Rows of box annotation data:
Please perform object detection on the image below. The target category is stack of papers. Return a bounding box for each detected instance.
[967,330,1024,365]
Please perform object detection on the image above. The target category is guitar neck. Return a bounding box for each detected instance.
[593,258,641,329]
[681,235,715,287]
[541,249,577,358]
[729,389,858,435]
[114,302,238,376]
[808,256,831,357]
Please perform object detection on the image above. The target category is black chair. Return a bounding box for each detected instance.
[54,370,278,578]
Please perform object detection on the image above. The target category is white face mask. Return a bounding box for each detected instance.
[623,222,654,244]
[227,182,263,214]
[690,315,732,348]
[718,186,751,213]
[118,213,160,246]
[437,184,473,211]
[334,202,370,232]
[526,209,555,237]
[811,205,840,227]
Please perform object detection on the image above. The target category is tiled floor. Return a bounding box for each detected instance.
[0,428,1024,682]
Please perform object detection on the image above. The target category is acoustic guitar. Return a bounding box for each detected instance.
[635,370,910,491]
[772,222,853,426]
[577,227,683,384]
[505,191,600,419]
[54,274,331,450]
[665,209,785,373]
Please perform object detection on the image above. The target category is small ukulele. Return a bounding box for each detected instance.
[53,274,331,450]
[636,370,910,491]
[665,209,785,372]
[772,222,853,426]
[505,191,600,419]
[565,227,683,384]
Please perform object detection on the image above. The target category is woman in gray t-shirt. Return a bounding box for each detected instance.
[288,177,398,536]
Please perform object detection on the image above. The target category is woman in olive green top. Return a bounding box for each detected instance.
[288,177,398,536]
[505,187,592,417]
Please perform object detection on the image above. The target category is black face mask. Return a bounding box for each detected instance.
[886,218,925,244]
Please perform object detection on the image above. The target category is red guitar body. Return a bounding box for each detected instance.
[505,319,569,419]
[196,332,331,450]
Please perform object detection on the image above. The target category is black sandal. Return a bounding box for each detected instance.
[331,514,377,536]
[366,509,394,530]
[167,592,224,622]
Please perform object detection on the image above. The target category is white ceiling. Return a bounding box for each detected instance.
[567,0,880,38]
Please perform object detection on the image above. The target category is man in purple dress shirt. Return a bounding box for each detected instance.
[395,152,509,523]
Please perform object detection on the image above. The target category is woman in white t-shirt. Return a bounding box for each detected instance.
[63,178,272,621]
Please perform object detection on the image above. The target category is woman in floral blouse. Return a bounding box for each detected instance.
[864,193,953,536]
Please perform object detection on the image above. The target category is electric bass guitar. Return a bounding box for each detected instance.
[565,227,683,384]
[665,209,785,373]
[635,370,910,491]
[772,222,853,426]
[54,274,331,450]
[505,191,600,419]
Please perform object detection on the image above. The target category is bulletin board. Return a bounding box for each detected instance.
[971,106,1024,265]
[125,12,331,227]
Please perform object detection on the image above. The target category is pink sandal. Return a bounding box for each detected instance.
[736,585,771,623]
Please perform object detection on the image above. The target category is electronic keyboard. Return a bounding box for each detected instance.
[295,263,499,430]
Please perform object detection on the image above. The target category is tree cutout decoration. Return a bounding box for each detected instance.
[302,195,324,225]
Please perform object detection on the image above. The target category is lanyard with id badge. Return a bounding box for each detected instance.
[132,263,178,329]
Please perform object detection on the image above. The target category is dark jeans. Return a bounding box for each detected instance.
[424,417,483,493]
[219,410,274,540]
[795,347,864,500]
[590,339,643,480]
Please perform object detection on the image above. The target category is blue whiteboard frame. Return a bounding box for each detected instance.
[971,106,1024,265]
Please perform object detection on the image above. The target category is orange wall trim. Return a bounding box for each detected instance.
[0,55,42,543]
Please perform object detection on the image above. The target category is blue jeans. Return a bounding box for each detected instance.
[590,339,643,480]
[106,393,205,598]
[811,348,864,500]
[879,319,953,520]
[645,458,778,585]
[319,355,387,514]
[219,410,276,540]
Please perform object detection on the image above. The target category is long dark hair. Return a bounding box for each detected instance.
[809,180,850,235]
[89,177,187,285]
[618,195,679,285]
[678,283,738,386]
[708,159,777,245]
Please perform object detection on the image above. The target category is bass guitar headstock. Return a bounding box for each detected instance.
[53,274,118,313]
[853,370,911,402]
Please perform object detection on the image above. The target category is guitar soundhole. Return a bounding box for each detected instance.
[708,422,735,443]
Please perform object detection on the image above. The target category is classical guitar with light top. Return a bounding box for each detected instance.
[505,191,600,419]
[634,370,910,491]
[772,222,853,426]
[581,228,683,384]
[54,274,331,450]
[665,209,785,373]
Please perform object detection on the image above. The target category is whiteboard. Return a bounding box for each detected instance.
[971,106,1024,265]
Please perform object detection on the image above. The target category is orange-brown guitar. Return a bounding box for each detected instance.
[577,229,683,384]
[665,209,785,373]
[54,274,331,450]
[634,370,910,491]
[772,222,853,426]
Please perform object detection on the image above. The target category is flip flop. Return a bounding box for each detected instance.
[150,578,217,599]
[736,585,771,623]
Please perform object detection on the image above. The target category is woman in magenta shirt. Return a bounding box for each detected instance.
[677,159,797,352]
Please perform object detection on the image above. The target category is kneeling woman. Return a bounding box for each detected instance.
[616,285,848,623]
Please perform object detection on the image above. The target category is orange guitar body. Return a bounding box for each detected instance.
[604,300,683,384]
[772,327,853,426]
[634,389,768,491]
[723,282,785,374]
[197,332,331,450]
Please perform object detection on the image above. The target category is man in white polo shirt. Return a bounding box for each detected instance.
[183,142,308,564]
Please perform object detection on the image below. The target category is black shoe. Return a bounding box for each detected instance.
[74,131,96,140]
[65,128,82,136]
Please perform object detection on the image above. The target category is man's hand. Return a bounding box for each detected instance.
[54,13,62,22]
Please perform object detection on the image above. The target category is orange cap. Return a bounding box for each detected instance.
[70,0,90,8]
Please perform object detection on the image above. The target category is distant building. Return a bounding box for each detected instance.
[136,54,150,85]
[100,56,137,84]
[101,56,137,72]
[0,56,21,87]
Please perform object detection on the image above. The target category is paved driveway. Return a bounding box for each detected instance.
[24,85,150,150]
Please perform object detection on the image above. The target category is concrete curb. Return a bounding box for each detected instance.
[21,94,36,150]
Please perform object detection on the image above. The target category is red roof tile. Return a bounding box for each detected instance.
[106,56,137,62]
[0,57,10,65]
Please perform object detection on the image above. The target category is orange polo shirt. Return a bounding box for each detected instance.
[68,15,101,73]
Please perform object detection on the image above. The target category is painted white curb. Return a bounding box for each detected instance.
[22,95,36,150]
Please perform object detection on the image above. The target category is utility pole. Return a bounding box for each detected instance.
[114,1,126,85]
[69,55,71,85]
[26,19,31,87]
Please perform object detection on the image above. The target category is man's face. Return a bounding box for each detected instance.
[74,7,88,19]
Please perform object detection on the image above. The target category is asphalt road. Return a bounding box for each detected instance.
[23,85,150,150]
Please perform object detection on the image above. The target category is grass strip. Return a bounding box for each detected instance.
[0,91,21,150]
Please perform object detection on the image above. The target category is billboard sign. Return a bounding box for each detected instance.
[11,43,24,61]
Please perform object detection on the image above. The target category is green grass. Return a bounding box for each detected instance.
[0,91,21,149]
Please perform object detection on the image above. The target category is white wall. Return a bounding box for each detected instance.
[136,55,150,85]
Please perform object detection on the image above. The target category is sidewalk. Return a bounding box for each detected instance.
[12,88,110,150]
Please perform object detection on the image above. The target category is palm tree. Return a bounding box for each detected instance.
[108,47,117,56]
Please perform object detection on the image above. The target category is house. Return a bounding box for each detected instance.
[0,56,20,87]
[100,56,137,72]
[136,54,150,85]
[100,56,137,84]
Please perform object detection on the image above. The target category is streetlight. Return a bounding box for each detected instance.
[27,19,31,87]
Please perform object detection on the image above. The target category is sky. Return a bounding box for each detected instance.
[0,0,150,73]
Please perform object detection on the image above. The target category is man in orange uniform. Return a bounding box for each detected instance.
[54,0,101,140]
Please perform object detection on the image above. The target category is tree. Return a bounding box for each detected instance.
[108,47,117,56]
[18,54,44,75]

--

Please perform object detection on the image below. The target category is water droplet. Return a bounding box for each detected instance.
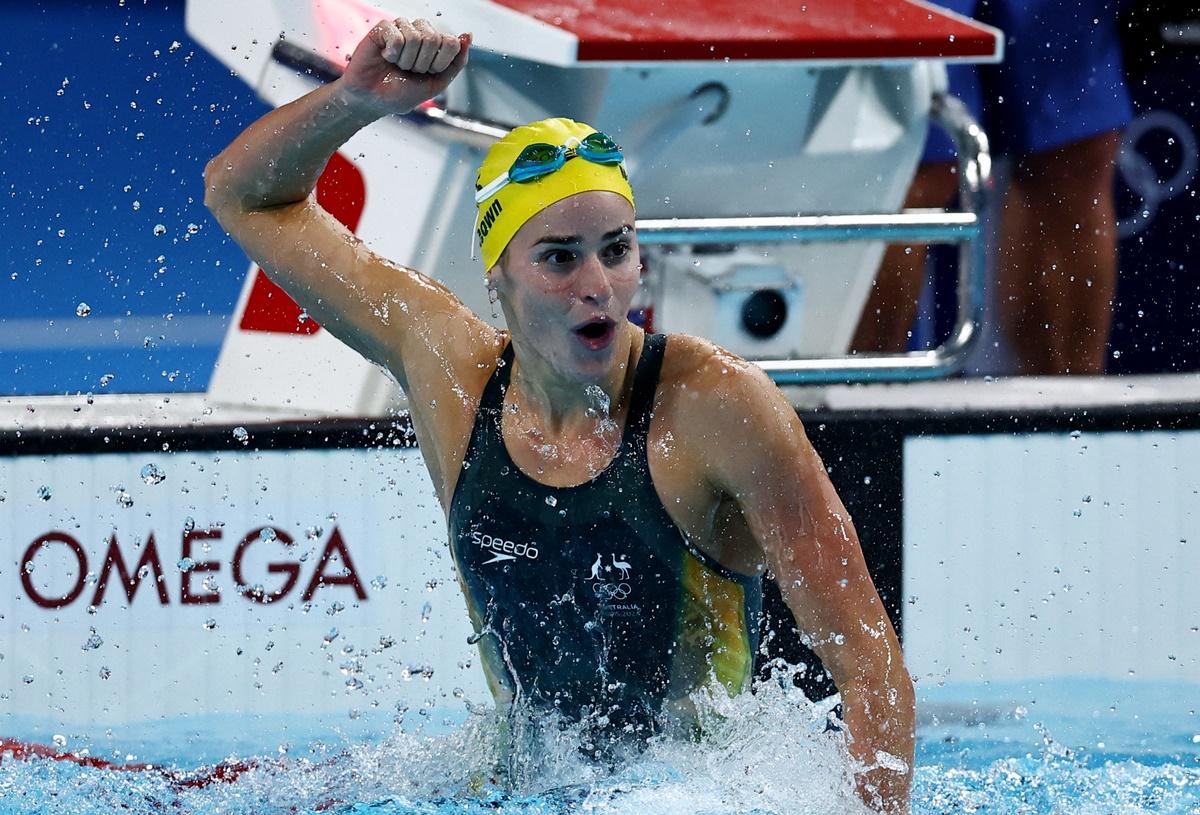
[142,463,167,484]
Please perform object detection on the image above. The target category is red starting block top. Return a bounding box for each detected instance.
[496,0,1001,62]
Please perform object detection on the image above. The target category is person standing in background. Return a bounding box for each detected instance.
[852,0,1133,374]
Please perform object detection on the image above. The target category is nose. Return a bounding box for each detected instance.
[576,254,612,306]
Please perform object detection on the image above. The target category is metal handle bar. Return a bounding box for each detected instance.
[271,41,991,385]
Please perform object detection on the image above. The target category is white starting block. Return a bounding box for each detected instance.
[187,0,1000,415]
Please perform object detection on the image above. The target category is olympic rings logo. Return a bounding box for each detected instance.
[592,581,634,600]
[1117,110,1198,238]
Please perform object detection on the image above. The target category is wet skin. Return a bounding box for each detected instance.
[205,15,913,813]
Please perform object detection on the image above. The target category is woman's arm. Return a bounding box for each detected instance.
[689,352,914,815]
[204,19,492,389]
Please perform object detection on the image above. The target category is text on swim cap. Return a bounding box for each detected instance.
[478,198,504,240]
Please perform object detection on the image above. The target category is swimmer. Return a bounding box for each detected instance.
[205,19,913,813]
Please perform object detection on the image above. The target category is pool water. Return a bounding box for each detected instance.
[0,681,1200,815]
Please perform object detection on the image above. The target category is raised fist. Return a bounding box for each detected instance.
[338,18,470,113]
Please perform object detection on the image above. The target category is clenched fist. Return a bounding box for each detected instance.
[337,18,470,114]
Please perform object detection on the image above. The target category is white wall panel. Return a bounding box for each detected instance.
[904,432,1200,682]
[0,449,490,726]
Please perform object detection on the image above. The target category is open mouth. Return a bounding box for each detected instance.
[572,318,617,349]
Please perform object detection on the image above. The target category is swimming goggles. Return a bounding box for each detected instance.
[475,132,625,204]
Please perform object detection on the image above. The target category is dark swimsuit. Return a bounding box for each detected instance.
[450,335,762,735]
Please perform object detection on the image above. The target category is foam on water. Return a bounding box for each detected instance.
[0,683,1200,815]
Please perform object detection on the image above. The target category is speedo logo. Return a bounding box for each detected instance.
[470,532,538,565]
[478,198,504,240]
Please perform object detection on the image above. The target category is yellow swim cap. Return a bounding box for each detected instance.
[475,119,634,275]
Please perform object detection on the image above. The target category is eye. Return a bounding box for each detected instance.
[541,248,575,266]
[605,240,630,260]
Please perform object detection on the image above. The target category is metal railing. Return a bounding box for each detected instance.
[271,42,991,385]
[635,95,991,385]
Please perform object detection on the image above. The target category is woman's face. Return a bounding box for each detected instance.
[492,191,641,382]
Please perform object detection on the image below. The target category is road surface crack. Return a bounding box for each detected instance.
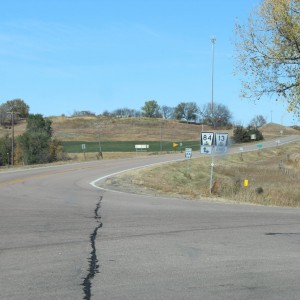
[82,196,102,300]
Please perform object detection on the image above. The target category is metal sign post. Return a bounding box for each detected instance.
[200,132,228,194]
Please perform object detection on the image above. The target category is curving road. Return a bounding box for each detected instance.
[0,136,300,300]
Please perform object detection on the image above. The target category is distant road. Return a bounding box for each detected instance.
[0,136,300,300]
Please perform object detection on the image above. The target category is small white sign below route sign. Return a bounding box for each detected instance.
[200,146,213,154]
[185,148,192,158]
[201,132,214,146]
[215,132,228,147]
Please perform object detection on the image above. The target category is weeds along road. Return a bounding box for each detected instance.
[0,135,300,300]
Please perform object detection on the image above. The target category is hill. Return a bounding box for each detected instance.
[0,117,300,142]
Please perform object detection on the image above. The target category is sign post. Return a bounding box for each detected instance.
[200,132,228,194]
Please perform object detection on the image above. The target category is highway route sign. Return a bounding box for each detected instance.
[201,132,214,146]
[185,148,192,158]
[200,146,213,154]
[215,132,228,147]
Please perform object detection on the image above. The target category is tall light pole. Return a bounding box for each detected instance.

_Task instructions_
Copy out word for word the stretch of entries from the line containing "category is orange-brown" through the line containing "[0,57,10,65]", including both of those lines.

_Final result_
Please perform object detection on the image above. The target category is orange-brown guitar. Return a bounding box for each detected instance.
[577,229,683,384]
[665,209,785,373]
[54,274,331,450]
[634,370,910,491]
[772,222,853,426]
Please perform object detection on the image above. The target category is flip flop. Return a bounding box for each detected instance.
[150,578,217,599]
[736,585,771,623]
Please perform object detection on the image above. The target category is woman in magenta shirt. Return a bounding box for each detected instance.
[677,159,797,352]
Please perform object detection on the image above. The target category is kneeling woman. Return a bounding box for each detected instance.
[616,285,848,623]
Please perform object detection on the image above. The target category is orange guitar body. Return a bounding box for each detected instance.
[604,300,683,384]
[772,327,853,426]
[634,389,768,491]
[723,282,785,374]
[197,332,331,450]
Please perform object detection on the image above. The target category is man in white polo shirt. Return a bounding box for each detected instance.
[183,142,308,564]
Please perform object detection on the image below. The target category is black shoe. Return a bounding box for each detected instance.
[74,131,96,140]
[65,128,82,136]
Please perform object detection on the image above. The target category is man's hand. Return a bounding box for each detected instance.
[54,13,62,22]
Please perform object detection on the image above. The target category is orange cap. Return a bounding box for each detected instance.
[70,0,90,8]
Please perform object detection on the image above. The target category is distant building. Return a bounding box for each detected instance.
[136,54,150,85]
[100,56,137,84]
[101,56,137,72]
[0,56,21,87]
Please perform object detection on the image above. The target category is paved driveway. Return a bounding box for each detected instance.
[24,85,150,150]
Please perform object detection on the image above. The target category is concrete curb. Return a bounding box for each detected instance.
[21,94,36,150]
Please perform object detection on the image above. The target category is red roof tile. Return a bounding box for each detected instance.
[106,56,137,62]
[0,57,10,65]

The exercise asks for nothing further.